━━━━━ Source
Stefan Berger, the rapporteur for the Single Currency Package, has released his amendments to the digital euro legislation, touching on topics such as merchant fees. 

Berger, a member of the European People’s Party (EPP) faction, published his amendments to the EU’s digital euro legislation last week.

Amendments suggested by the German MEP mainly change the original text’s “payment account” to “wallet”, in the context of how citizens will be able to access the digital euro and amending the lowercase “d” in digital euro to a capital letter. 

Regarding the fees for a digital euro, Berger has said that they should be “proportionate to the objective of ensuring competition between payment means and an effective use of the Digital Euro as a legal tender means of payment”.

Berger has also pushed for more innovative approaches to the digital euro, saying that “conditional payments in Digital Euros may also be carried out on permissionless distributed ledgers where until now only privately issued assets like crypto-assets or stable coins are available as a means of payment”. 

With the approval and under conditions set by the European Central Bank (ECB), Berger said that the digital euro should be made available as a token to be referenced on “these chains”, while adding that international standards should be taken into consideration.

Berger has also said that as a default, the ECB should enable eligible distributing payment service providers to offer to their digital euro users their own payment solution. 

“The ECB front-end should service as a back-up solution for payment service providers that are not in position to offer a proprietary front-end,” the amendment says. 

Further, Berger also said that “to facilitate the smooth access of the Digital Euro infrastructure of the ECB, its technical specifications should be adequately documented, and a summary should be made available by the ECB”.
━━━━━━━━━━
━━━━━ Data section
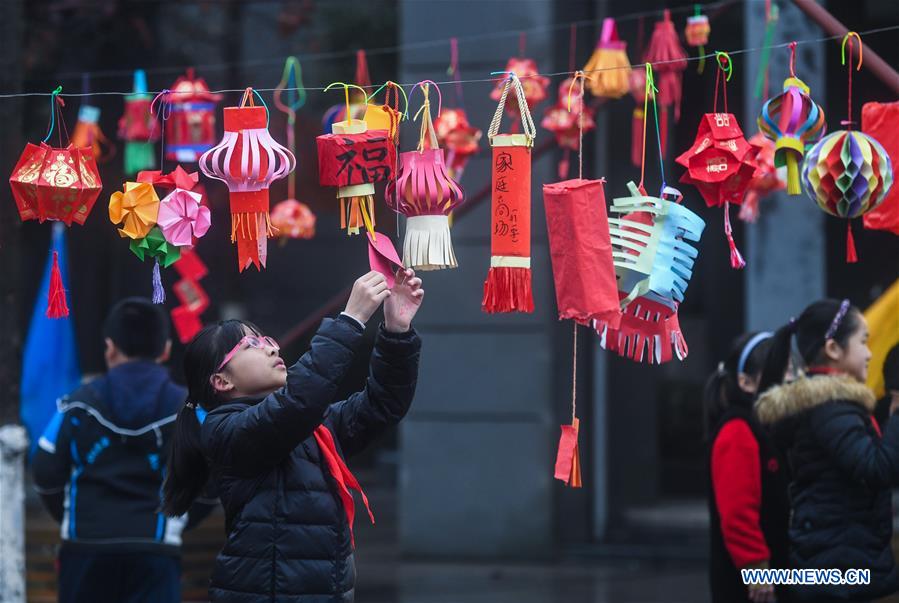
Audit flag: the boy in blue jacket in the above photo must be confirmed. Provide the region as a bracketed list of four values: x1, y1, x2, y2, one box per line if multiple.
[33, 298, 215, 603]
━━━━━━━━━━
To-do list:
A – Answer these questions about the digital euro article:
(i) Which faction in the European Parliament is Berger a member of?
(ii) Which word do his amendments use in place of "payment account"?
(iii) According to the amendment, what role should the ECB front-end fill?
B – Write the next part of the article on Berger's digital euro amendments, picking up after its final sentence.
The lines have no part in anything asked here.

The replies:
A –
(i) The European People's Party (EPP).
(ii) "Wallet."
(iii) It should serve as a back-up solution for payment service providers that cannot offer a proprietary front-end.

B –
“To enable the Digital Euro payment service providers to adequately prepare their access and to solve any possible technical problems, the ECB should enable eligible distributing payment service providers to test the access to the Digital Euro infrastructure prior to the date on which the Digital Euro will be launched,” the amendment says.

“To ensure the interoperability of different technological communication solutions, the ECB access interface should use standards of communication which are developed by international or European standardisation organisations including the European Committee for Standardization (CEN) or the International Organization for Standardization (ISO).”

MEPs now have until February 20 to add additional amendments to the legislation. 

As reported by Vixio, lawmakers on the ECON committee had a steely exchange with Piero Cipollone, who is at the helm of the digital euro project at the ECB, whereby MEPs said that they were unpersuaded by the use case for a digital euro. 

One also said that they were sceptical about whether MEPs would be able to come to a compromise on the legislation.